▶ Deine Aufgaben:
**a.** Stimmen diese Aussagen mit dem Text über die Natursehnsucht überein? (i) Die Progressiven sehen in der Natur eine Gegnerin. (ii) Die konservativen Kritiker wollen die Natur in allen Bereichen schützen. (iii) Der Text erschien 1998. Beantworte jede Aussage mit Ja oder Nein und führe die entscheidenden Worte des Textes wörtlich an.
**b.** Wie könnte der Text über die Natursehnsucht weitergehen? Führe ihn im Anschluss an seinen letzten Satz fort.

▶ Lesetext:
++++++++++++++++++++
Von der Natursehnsucht zum „Ökofaschismus“

Aus DER RABE RALF Oktober 1996

Seit der Aufklärung, besonders aber seit dem 19. Jahrhundert, ist die Natur, und alles, für das sie steht – das Land, das Dorf, die Bauern, die Frauen (und die Mütter im besonderen), die Heimat, die „Naturvölker“ – zum beliebten Streitobjekt zwischen den politisch-ideologischen Lagern geworden, den sogenannten Konservativen und den sogenannten Progressiven, d.h. Linken und Liberalen („sogenannt“, weil sich diese Lager im Kern weniger unterschieden als an der Oberfläche). Beide gehen von einem scheinbar völlig entgegengesetzten Naturbegriff aus.

Feindliche Natur, gute Natur

Die Progressiven, die sich als Fortsetzer und Vollstrecker der aufklärerischen Bewegung des 17. Jahrhunderts verstehen, sehen in der Natur die Gegnerin, die durch Wissenschaft und Technik, marxistisch gesprochen durch die Entwicklung der Produktivkräfte, unterworfen und in den Dienst des Menschen gestellt werden muß.

„Die moderne Rationalität befindet sich in einem erbittertem Kampf gegen die alte Welt, die sie sich ihrer Dressur unterwerfen will. Die Wildnis, die nichtkultivierte Natur steht auf der Gegenseite der Vernunft, ist ihr Feind, der unterworfen werden muß.“
Rolf Peter Sieferle1

Im Gegensatz dazu sehen konservative Kritiker die Natur als Freundin, als gute Mutter, die vor der rein nutznießenden Verwertung und Vernutzung durch den Industriekapitalismus geschützt werden sollte. Allerdings nur in Teilbereichen: in Biotopen, Landschaftsgärten, Museen, durch Ästhetisierung und Romantisierung und den Schutz der Natur.
++++++++++++++++++++
▶ Daten zur Auswertung:

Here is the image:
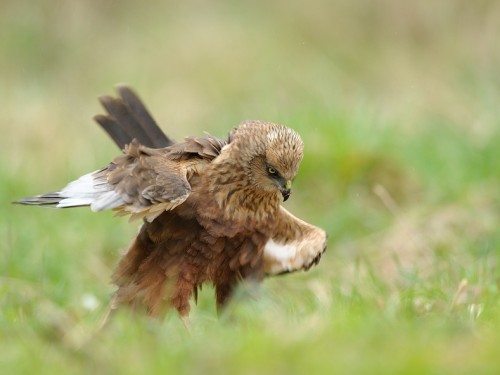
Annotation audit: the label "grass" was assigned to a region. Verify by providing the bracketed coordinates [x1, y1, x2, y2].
[0, 0, 500, 374]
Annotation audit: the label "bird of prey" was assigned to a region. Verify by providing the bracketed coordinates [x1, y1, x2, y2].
[18, 86, 327, 318]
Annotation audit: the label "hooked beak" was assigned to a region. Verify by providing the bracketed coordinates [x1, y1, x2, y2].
[280, 180, 292, 202]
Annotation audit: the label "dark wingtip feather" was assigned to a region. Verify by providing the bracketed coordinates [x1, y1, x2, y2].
[94, 84, 175, 149]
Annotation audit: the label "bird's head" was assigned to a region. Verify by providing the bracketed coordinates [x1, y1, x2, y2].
[232, 121, 304, 201]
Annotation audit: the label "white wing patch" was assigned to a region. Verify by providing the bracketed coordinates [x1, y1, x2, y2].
[56, 171, 125, 211]
[264, 236, 326, 275]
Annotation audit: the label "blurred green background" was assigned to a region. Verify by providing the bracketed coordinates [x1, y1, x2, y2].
[0, 0, 500, 374]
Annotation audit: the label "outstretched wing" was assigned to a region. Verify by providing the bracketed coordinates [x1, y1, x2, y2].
[264, 207, 327, 275]
[17, 136, 225, 221]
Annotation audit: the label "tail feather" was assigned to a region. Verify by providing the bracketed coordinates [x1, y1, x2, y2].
[94, 86, 175, 149]
[14, 171, 125, 211]
[14, 192, 63, 207]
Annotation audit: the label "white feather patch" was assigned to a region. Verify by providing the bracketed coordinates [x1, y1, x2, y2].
[57, 171, 123, 211]
[264, 235, 326, 274]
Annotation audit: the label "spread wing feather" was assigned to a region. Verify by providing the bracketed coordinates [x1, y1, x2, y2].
[264, 207, 327, 275]
[94, 86, 175, 150]
[17, 136, 226, 221]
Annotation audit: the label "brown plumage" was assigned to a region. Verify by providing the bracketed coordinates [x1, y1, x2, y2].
[19, 87, 326, 317]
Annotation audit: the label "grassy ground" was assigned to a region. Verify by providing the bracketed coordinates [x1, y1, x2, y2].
[0, 0, 500, 374]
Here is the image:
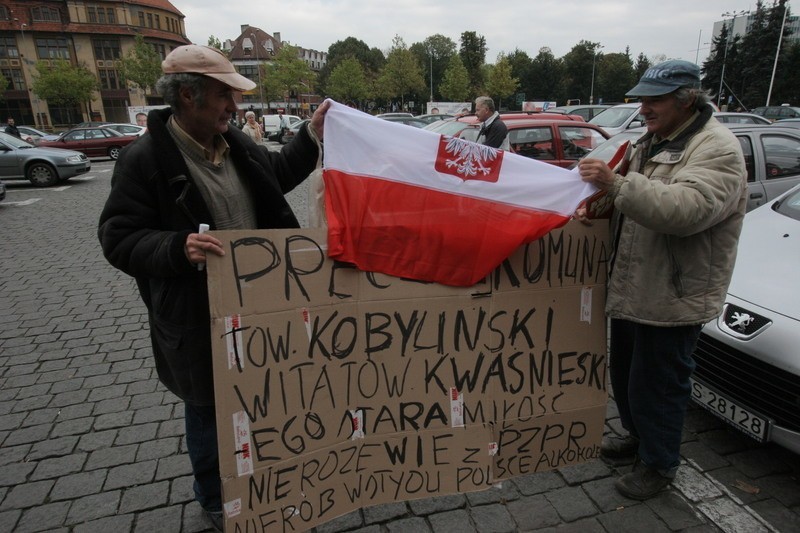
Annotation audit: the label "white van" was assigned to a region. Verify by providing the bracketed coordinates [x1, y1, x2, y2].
[261, 115, 301, 141]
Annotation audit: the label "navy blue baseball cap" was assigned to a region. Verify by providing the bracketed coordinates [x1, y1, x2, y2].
[627, 59, 700, 96]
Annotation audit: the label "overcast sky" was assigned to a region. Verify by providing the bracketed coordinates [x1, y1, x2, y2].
[170, 0, 798, 64]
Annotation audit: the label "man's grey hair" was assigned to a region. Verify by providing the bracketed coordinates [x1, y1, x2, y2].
[156, 72, 211, 115]
[475, 96, 494, 113]
[675, 87, 711, 111]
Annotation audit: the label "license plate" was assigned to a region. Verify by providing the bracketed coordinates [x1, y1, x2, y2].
[692, 380, 772, 442]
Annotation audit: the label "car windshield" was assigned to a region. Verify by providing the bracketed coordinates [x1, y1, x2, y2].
[0, 133, 33, 148]
[589, 107, 639, 128]
[775, 189, 800, 220]
[424, 120, 469, 135]
[586, 130, 644, 162]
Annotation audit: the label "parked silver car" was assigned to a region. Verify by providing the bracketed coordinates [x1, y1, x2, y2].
[692, 185, 800, 453]
[0, 132, 92, 187]
[586, 125, 800, 211]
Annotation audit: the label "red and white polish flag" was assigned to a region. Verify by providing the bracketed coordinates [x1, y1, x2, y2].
[323, 97, 597, 286]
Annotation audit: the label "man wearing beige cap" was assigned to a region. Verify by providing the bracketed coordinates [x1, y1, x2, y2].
[578, 60, 747, 500]
[98, 44, 328, 530]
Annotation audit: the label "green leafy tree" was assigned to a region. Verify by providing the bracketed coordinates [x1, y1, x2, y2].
[378, 35, 426, 104]
[458, 31, 486, 95]
[564, 40, 600, 103]
[439, 54, 471, 102]
[526, 46, 566, 103]
[409, 33, 456, 104]
[506, 48, 534, 109]
[594, 49, 638, 104]
[326, 57, 370, 102]
[0, 74, 8, 102]
[264, 43, 316, 109]
[486, 54, 519, 109]
[31, 59, 100, 123]
[633, 52, 652, 81]
[318, 37, 386, 96]
[207, 35, 222, 51]
[120, 35, 161, 93]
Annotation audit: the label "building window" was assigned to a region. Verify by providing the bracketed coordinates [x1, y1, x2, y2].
[0, 68, 27, 91]
[0, 37, 19, 59]
[97, 68, 126, 89]
[147, 43, 167, 61]
[92, 39, 122, 60]
[86, 6, 117, 24]
[31, 7, 61, 22]
[36, 38, 70, 59]
[102, 98, 130, 122]
[239, 65, 258, 82]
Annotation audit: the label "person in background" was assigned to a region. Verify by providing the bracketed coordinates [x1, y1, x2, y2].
[242, 111, 264, 144]
[475, 96, 508, 150]
[5, 117, 22, 139]
[576, 60, 747, 500]
[98, 44, 329, 530]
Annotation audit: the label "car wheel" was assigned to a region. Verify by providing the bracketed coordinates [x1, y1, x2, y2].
[27, 163, 58, 187]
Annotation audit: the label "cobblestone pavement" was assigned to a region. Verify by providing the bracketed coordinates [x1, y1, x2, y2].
[0, 156, 800, 533]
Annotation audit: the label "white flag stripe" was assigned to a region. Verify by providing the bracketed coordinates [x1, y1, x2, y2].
[324, 102, 597, 215]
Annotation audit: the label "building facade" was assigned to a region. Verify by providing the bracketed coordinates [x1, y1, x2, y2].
[0, 0, 189, 130]
[223, 24, 328, 120]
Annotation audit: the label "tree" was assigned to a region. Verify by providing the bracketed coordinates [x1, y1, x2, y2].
[120, 34, 161, 93]
[31, 59, 100, 123]
[409, 33, 456, 104]
[439, 54, 470, 102]
[318, 37, 386, 96]
[378, 35, 426, 104]
[527, 47, 566, 102]
[564, 40, 600, 103]
[262, 43, 316, 111]
[458, 31, 486, 95]
[486, 54, 519, 109]
[506, 48, 534, 108]
[0, 74, 8, 102]
[327, 57, 370, 102]
[594, 49, 639, 103]
[208, 35, 222, 51]
[633, 52, 651, 80]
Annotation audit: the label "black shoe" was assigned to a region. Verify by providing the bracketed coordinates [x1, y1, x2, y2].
[203, 509, 225, 531]
[600, 435, 639, 466]
[614, 461, 672, 500]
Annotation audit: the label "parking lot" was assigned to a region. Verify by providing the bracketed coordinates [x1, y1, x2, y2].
[0, 155, 800, 533]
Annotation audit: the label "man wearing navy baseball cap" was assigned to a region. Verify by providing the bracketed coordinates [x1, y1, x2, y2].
[577, 60, 747, 500]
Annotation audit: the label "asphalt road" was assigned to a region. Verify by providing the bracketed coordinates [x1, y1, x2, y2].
[0, 150, 800, 533]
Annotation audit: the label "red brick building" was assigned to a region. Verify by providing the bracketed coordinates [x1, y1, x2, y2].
[0, 0, 189, 129]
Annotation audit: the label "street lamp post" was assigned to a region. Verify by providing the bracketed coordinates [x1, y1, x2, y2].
[250, 32, 264, 116]
[717, 10, 749, 107]
[589, 45, 603, 105]
[765, 2, 789, 105]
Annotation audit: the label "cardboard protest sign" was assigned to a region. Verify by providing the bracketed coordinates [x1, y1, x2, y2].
[208, 223, 609, 532]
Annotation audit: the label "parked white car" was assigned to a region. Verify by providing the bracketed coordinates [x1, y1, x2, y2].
[692, 185, 800, 453]
[261, 115, 302, 141]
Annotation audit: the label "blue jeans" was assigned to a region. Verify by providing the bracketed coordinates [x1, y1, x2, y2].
[610, 319, 702, 477]
[184, 403, 222, 512]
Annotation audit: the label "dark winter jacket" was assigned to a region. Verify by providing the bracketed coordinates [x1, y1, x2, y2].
++++++++++++++++++++
▶ Lösungen im Einzelnen:
**a.**
(i) Ja: „sehen in der Natur die Gegnerin“
(ii) Nein: „Allerdings nur in Teilbereichen“
(iii) Nein: „Aus DER RABE RALF Oktober 1996“

**b.**
Diesen beiden Naturauffassungen entsprechen zwei unterschiedliche Formen der Kapitalismuskritik, der linken und der konservativen, die, nach Sieferle, auch von zwei spiegelbildlich verkehrten Utopien ausgehen, „einmal auf die Zukunft, das andere Mal auf die Vergangenheit gerichtet.“

Die konservative Zivilisations- und Kapitalismuskritik, ihre romantische Verklärung vormoderner, vorkapitalistischer, vorwissenschaftlicher Zustände wird seit dem 19. Jahrhundert bis heute von Linken und Liberalen als reaktionär, irrational, fortschrittsfeindlich, maschinenstürmerisch und – seit den Erfahrungen des Hitlerregimes – als „potentiell faschistisch“, als „faschistoid“ gebrandmarkt, aber dadurch nicht erklärt. Besonders Linke halten an Marx‘ Geschichtsphilosophie fest, wonach fortschreitende Naturbeherrschung und Entwicklung der Produktivkräfte die Grundlage für politische Befreiung aus veralteten gesellschaftlichen Verhältnissen – Produktionsverhältnissen – ist. Dieser Fortschritt, diese Höherentwicklung wird wie ein sich quasi naturgesetzlich vollziehendes, notwendiges Geschehen angesehen, das durch rückwärtsgewandte, romantische Gegenbewegungen nicht aufgehalten werden kann. „Es gibt doch in der Geschichte kein Zurück“, kann man oft hören.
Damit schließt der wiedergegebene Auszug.